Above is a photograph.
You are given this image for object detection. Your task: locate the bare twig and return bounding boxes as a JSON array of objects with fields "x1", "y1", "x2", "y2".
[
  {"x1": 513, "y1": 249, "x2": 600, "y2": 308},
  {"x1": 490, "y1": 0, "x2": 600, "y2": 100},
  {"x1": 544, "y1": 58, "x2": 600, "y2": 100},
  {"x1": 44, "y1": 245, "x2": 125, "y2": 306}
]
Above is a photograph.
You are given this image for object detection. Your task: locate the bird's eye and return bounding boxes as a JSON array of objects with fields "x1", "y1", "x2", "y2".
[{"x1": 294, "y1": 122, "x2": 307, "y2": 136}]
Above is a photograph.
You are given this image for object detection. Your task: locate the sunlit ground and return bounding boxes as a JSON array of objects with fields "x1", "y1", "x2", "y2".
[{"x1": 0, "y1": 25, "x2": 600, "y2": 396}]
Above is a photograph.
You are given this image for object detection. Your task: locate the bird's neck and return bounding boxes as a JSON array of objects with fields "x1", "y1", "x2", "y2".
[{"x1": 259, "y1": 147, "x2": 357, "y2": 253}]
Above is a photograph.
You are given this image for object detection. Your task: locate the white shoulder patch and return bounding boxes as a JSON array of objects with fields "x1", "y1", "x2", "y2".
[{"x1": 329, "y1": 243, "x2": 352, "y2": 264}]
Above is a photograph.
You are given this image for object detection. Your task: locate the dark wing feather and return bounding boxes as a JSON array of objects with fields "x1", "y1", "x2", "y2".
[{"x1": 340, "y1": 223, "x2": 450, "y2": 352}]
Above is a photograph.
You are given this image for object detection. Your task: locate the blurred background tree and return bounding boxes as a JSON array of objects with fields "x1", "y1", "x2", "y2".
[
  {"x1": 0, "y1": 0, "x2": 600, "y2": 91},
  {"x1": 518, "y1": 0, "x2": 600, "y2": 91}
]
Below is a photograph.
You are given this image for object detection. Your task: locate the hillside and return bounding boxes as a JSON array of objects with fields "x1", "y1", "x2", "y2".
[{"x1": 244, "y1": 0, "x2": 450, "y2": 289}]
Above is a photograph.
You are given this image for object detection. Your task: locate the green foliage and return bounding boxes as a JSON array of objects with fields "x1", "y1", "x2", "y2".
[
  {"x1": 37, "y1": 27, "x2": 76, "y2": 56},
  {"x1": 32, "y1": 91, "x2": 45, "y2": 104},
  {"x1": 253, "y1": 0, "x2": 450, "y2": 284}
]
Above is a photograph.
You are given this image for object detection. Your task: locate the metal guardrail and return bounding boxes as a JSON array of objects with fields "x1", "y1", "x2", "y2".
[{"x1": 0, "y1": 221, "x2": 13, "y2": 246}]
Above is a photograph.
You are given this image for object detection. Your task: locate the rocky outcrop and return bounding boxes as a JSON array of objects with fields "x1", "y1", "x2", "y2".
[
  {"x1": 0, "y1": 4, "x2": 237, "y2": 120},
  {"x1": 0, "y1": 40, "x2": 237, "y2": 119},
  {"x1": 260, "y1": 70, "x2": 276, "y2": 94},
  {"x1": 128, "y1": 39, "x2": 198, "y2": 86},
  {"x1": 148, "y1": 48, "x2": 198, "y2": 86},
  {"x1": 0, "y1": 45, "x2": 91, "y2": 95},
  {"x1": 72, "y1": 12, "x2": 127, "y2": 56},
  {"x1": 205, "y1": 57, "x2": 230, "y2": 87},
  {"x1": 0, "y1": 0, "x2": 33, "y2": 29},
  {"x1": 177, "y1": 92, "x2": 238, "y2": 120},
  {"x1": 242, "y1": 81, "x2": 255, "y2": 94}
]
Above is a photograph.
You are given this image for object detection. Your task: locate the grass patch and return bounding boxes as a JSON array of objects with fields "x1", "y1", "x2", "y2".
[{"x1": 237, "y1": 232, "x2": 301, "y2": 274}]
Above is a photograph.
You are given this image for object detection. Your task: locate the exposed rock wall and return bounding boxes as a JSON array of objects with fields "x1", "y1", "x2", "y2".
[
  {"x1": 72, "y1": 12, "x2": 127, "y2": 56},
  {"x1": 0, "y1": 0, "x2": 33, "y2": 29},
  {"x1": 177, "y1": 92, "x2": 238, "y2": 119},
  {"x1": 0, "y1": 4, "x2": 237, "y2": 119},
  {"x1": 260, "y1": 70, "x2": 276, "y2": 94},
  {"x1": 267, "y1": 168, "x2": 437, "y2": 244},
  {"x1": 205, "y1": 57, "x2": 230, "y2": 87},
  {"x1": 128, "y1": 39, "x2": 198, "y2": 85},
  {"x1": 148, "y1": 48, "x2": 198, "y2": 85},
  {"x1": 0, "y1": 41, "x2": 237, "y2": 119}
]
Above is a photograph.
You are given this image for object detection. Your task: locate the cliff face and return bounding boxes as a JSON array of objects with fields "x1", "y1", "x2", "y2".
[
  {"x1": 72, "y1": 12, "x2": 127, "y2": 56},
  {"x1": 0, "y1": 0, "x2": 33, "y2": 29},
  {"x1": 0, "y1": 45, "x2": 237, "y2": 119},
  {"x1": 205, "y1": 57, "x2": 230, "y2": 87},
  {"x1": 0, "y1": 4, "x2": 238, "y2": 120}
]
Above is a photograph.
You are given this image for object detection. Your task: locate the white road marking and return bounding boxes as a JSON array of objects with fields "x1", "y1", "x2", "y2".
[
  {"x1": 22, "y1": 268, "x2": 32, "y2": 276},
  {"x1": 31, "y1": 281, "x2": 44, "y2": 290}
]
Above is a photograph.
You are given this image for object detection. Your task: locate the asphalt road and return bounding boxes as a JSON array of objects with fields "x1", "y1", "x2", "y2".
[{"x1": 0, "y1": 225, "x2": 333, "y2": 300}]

▶ EXERCISE DESCRIPTION:
Pick out every line in the items above that contains the word "patch" and copy each one in full.

▶ ANSWER FOR THIS EXERCISE:
You are given this image for object detection. Your task: locate the white shoulder patch and return bounding boxes as a JSON array of objects with fields "x1", "y1", "x2", "y2".
You are given this image for object detection. Your task: locate the grass patch and return bounding boxes as a JSON array of objects with fields "x1", "y1", "x2", "y2".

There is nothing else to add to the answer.